Stated exercise
For each statement, say yes or no to whether it agrees with the OID thread, and quote the words from the thread that settle it. (a) Under the proposed CREATE TABLE change, tables will be created WITHOUT OIDS by default. (b) The OID32 form would exist only to let people save space in tables that need OIDs but not the 64-bit version. (c) The two-counter idea keeps one oid counter for system tables and another for user tables.

Source document
** start **
If we have WITH NOOID, why not having a WITH OID32 and WITH OID64 (or
something of a sort)
as well (being OID32 the default and OID an alias to it)?
The last would not be available on some systems
(who will use a system that does not support long long as a database
server anyway?)

The wire protocol will always handle the (tableoid) long form,
references will always store
the long form... The OID32 would exist only to allow people to save
space in tables that need
OIDs but not the 64 bit version.

--
Fernando Nasser
Red Hat Canada Ltd. E-Mail: fnasser@redhat.com
2323 Yonge Street, Suite #300
Toronto, Ontario M4P 2C9

#57Bruce Momjian
pgman@candle.pha.pa.us
In reply to: Tatsuo Ishii (#53)
Re: OID wraparound: summary and proposal

Based on the discussion so far, here is an attempt to flesh out the
details of what to do with OIDs for 7.2:

1. Add an optional clause "WITH OIDS" or "WITHOUT OIDS" to CREATE TABLE.
The default behavior will be WITH OIDS.

What about having an additional Oid generator which solely serves for
supplying user tables' per row Oids? It seems relatively easy to
implement, comparing with 64-bit Oids or Oid-less tables. I assume
that the Oid wraparound problem is not so serious with user tables.

This is a very interesting idea. Have two oid counters, one for system
tables and another for user tables. It isolates problems with oid
wraparound caused by large user tables.
** end **
Stored data
** start **
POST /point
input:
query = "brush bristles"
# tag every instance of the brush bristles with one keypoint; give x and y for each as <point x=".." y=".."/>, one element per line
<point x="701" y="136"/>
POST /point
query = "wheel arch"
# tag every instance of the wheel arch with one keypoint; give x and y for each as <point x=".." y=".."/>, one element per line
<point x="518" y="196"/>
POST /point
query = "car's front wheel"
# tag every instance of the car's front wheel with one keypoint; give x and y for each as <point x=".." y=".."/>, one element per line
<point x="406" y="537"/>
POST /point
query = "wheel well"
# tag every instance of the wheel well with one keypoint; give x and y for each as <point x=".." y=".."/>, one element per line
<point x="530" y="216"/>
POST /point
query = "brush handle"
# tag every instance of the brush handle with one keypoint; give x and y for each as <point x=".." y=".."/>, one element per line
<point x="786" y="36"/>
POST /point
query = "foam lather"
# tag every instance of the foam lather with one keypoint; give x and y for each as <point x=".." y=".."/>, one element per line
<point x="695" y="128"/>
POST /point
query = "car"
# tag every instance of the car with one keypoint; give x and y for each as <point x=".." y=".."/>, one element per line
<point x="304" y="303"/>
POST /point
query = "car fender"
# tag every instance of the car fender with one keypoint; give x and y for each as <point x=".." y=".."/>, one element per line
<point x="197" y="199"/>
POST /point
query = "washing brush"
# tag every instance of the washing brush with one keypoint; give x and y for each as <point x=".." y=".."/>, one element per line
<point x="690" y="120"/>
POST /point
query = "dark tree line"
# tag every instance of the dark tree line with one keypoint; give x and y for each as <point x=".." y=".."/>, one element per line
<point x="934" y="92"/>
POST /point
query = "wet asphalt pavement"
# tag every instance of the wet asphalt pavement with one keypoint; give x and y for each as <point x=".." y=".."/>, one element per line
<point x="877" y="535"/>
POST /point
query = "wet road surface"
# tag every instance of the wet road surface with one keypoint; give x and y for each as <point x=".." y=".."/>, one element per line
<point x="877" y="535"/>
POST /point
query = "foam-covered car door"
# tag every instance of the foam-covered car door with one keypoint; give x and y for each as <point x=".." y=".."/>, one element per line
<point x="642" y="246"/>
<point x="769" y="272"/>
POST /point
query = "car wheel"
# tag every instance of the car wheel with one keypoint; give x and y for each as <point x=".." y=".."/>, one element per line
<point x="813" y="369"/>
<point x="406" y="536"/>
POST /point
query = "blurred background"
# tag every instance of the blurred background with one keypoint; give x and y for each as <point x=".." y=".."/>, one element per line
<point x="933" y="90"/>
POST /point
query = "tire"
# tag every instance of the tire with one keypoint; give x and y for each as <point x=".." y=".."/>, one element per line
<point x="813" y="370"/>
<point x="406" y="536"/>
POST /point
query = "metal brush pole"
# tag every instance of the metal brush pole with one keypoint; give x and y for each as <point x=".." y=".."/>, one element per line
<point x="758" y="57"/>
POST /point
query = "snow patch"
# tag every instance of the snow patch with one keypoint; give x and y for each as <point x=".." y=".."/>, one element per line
** end **
** start **
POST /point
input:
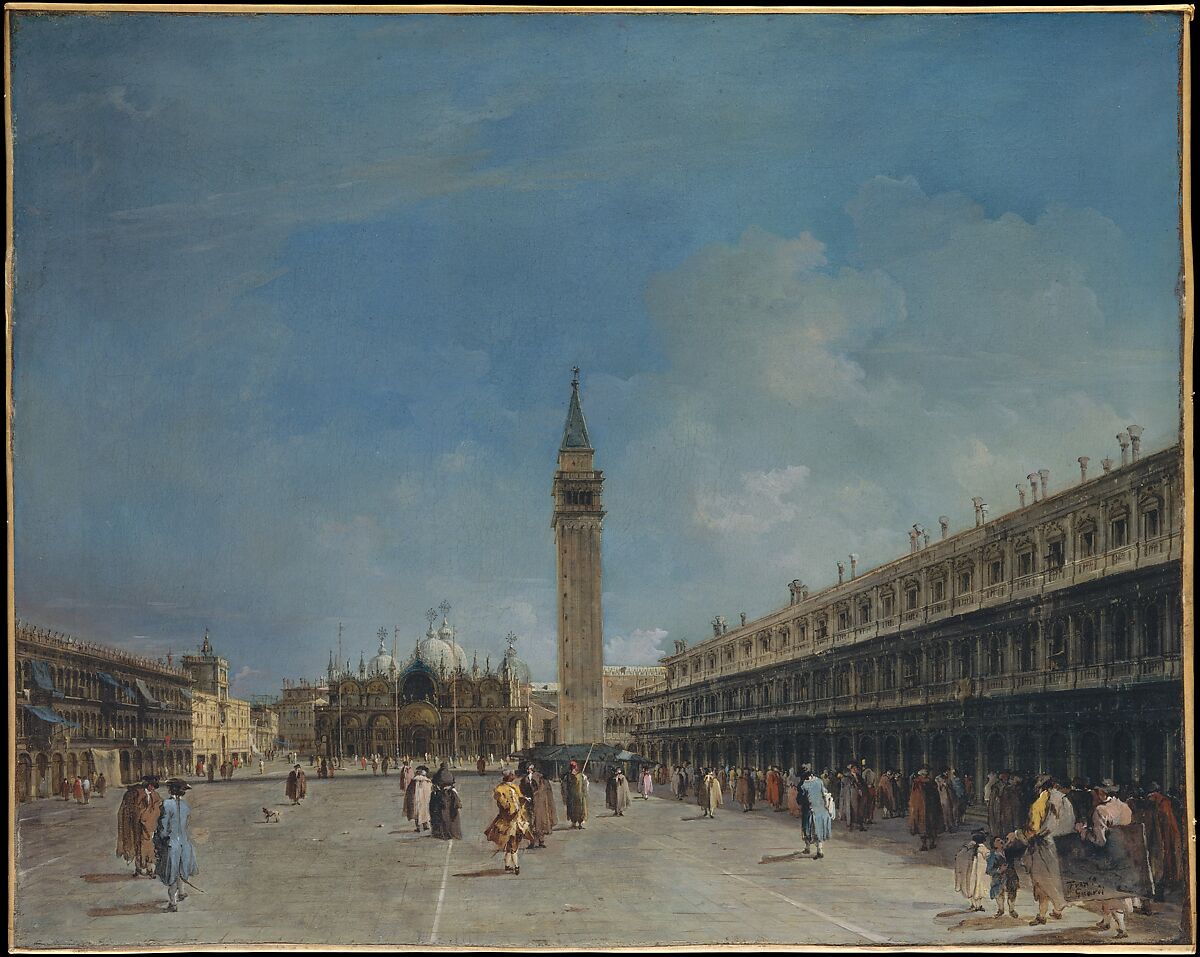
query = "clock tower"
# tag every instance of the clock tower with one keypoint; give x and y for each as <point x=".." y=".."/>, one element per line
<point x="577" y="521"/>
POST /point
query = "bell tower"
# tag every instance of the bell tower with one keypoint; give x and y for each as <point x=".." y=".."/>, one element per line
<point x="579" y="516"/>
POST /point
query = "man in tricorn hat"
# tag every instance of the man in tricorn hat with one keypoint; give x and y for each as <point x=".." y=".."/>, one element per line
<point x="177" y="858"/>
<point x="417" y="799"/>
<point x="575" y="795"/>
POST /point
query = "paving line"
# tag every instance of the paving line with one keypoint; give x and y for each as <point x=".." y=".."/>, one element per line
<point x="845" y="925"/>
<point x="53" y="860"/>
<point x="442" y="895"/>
** end **
Solution
(a) No: "The default behavior will be WITH OIDS."
(b) Yes: "The OID32 would exist only to allow people to save space in tables that need OIDs but not the 64 bit version."
(c) Yes: "Have two oid counters, one for system tables and another for user tables."